● **SET EXERCISE**: Output the line containing "Keypoint placement: for each instance of the rider's" and all subsequent lines of the listing below, copied exactly, with no other lines.

-- START STORED RECORDS --

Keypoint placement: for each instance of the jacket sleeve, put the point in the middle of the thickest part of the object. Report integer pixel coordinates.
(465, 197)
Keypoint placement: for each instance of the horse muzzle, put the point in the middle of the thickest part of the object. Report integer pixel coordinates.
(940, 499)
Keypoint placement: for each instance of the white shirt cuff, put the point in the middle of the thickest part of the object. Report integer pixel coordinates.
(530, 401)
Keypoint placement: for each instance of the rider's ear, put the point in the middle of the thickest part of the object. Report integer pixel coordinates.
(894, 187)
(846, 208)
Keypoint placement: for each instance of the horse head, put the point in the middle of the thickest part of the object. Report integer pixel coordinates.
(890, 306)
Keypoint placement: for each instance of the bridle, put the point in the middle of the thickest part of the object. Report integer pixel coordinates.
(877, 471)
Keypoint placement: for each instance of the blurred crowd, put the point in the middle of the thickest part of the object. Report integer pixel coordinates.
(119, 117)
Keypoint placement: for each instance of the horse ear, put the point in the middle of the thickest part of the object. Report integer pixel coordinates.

-- END STORED RECORDS --

● **EXERCISE OUTPUT**:
Keypoint placement: for each instance of the rider's ear, put the point in the middle of the thickest part of the object. Report integer pixel coordinates.
(894, 187)
(846, 208)
Keypoint placement: for each instance of the horse head, put the point in the middle of the thickest part of the object. Report integer pixel coordinates.
(890, 306)
Keypoint placement: for each instance of the bridle, put the point in the middle of the thickest part of the object. Report integer pixel coordinates.
(877, 471)
Keypoint placement: for each instance of the blurred crowd, put the point in the middle of the thickest part of the object. Report integer pixel coordinates.
(119, 117)
Keypoint placement: for each instance of the horse ear, put the point in the middle of the thickest part of the object. Report integer pixel coordinates.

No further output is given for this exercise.